* [WHAT YOU SHOULD DO]
Swap "single dot" for "one point" everywhere it occurs in the entries below, and reproduce them otherwise unchanged.

* [EXCERPTED DATA]
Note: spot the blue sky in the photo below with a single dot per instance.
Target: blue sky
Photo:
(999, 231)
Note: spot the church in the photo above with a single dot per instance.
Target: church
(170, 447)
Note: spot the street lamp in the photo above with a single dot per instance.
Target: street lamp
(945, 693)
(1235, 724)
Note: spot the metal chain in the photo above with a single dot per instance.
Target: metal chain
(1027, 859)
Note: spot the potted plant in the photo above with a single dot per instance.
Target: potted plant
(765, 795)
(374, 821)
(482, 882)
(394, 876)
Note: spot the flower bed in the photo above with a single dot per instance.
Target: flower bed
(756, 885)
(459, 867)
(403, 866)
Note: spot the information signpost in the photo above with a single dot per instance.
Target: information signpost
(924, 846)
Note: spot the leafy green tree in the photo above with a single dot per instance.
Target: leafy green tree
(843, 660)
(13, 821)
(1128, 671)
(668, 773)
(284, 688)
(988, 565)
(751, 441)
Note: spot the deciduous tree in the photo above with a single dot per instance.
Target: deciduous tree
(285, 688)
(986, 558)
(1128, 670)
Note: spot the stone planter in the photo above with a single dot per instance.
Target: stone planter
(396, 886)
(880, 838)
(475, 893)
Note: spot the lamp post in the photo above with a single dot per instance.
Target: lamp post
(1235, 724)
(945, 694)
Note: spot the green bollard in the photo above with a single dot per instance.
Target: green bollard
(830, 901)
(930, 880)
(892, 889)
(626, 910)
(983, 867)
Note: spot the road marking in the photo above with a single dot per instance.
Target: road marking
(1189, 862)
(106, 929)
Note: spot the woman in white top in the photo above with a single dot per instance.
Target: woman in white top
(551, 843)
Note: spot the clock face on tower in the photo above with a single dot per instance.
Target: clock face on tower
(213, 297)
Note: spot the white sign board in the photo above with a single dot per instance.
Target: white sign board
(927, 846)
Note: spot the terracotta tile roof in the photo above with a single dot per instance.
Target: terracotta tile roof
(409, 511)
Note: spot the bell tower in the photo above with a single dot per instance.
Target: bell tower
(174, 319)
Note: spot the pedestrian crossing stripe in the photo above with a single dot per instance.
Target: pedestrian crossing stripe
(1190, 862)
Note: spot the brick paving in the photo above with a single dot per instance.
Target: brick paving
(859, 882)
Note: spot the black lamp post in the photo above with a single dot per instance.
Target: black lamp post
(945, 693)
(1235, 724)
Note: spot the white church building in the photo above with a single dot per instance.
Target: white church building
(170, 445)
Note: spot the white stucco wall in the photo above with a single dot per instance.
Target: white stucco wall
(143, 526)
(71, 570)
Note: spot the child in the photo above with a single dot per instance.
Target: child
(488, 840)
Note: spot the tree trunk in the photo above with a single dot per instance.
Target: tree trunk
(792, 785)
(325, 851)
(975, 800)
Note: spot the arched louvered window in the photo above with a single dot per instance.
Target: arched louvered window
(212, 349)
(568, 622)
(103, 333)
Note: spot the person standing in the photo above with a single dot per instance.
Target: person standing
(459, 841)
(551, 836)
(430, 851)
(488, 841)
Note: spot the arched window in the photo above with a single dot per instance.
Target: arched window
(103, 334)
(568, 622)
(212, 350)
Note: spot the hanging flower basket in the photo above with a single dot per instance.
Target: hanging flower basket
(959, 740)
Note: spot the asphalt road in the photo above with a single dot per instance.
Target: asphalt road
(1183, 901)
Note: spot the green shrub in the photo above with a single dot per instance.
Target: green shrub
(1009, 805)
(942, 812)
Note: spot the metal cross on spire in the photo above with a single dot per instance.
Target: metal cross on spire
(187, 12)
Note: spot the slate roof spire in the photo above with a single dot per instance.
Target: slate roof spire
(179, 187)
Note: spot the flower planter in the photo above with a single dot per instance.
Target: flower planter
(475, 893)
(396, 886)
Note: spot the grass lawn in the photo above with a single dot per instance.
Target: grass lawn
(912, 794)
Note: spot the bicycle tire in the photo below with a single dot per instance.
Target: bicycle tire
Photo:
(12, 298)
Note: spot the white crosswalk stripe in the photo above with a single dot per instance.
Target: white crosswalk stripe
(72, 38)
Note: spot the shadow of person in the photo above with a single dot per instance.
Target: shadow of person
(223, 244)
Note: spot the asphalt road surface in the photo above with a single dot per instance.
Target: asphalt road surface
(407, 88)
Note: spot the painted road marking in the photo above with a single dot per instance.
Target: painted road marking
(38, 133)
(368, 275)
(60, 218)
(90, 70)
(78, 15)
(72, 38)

* [RESPONSE]
Note: spot the blue sky in the photo below with a one point per instance.
Target: blue sky
Photo:
(999, 231)
Note: spot the church in the photo above with a one point per instance.
Target: church
(170, 447)
Note: spot the street lamp in the photo above with a one point per instance.
Target: street lamp
(945, 693)
(1235, 724)
Note: spot the metal chain in the photo above with a one point per instance.
Target: metal chain
(1027, 859)
Note: spot the potted plant in the photo above with a one point per instance.
Target: potted plant
(765, 795)
(374, 821)
(482, 882)
(394, 876)
Note: spot the flower bed in the photo above with a one point per instance.
Target: flower bed
(756, 885)
(459, 867)
(403, 866)
Note: spot the information signpost in the photo above with a one point per instance.
Target: information signpost
(924, 846)
Note: spot the leafy green tree in the photo above with a one point per instance.
Target: leafy green tree
(843, 660)
(13, 821)
(1128, 671)
(668, 773)
(284, 688)
(988, 565)
(751, 441)
Note: spot the deciduous tree in the photo above with a one point per instance.
Target: deciduous tree
(285, 688)
(986, 558)
(1128, 670)
Note: spot the stone planter in the photo above with a one point per instance.
Target: stone planter
(396, 886)
(880, 838)
(475, 893)
Note: spot the lamp post in the photo above with a one point per instance.
Target: lamp post
(1235, 724)
(945, 694)
Note: spot the green bollard in the photo above with a one point per instance.
Target: green bollard
(830, 901)
(930, 880)
(892, 889)
(626, 910)
(983, 867)
Note: spot the road marking in the photo above with a one point per instance.
Target: road marking
(1189, 862)
(106, 929)
Note: spot the woman in white top in the photo above with a one point per instance.
Target: woman in white top
(551, 843)
Note: spot the clock face on tower in the photo above with a one point per instance.
Target: clock face on tower
(213, 297)
Note: spot the white sign board in the photo above with a one point per instance.
Target: white sign board
(927, 846)
Note: spot the terracotta tile roof in the photo above with a one point per instance.
Target: terracotta tile roof
(409, 511)
Note: spot the bell tower in the photo above with a one point per instance.
Target: bell tower
(174, 319)
Note: spot the pedestrian crossing stripe in the photo above with a one point per instance.
Target: pedestrian crossing stripe
(1190, 862)
Note: spot the brick paving in the photo above with a one point per instance.
Target: brick paving
(859, 882)
Note: spot the black lamp post in the photo above with a one point per instance.
Target: black lamp post
(945, 693)
(1235, 724)
Note: spot the white church building in the photo above with a one point per instance.
Target: white church building
(170, 445)
Note: spot the white stucco wall in the photo above with a one point per instance.
Target: white stucco wall
(143, 526)
(71, 570)
Note: spot the child in the photo above with a one point per instance.
Target: child
(488, 840)
Note: spot the tree trunk in the photo above with a one point per instance.
Target: tree trunk
(792, 785)
(325, 851)
(975, 800)
Note: spot the arched louvered window in the photo above with a one point per instance.
Target: arched louvered window
(212, 349)
(568, 622)
(103, 333)
Note: spot the person standing in the photo above with a one point per instance.
Target: person standing
(459, 841)
(551, 836)
(430, 851)
(488, 841)
Note: spot the arched window in the photo above with a one point per instance.
Target: arched window
(103, 334)
(568, 622)
(212, 350)
Note: spot the hanging flower basket in the photo above with a one point per instance.
Target: hanging flower basket
(959, 740)
Note: spot the asphalt road in the photo above with a one point per instance.
Target: asphalt road
(1183, 901)
Note: spot the green shrub in the photo above with a one point per instance.
Target: green shrub
(1009, 805)
(942, 812)
Note: spot the metal cross on spire in the photo above with a one point per instance.
Target: metal cross on spire
(187, 12)
Note: spot the slate roof spire in the photo above with a one point per instance.
Target: slate roof spire
(179, 187)
Note: spot the flower planter in the photo above with a one point per instance.
Target: flower planter
(475, 893)
(396, 886)
Note: spot the grass lawn in the photo above with a one point per instance.
Target: grass lawn
(912, 794)
Note: spot the bicycle tire in the photo below with a one point per instance.
Target: bicycle tire
Photo:
(12, 298)
Note: spot the white crosswalk stripe in the photo above with a one point per instance.
Target: white crosswalk stripe
(72, 38)
Note: spot the shadow of person in the photo above with a one point per instance.
Target: shadow of person
(223, 244)
Note: spot the asphalt road surface in the photo above with a one point per instance.
Target: asphalt road surface
(407, 88)
Note: spot the painted road marking in the photo above with a one point per instance.
Target: painted road marking
(38, 133)
(368, 275)
(60, 218)
(90, 70)
(78, 15)
(72, 38)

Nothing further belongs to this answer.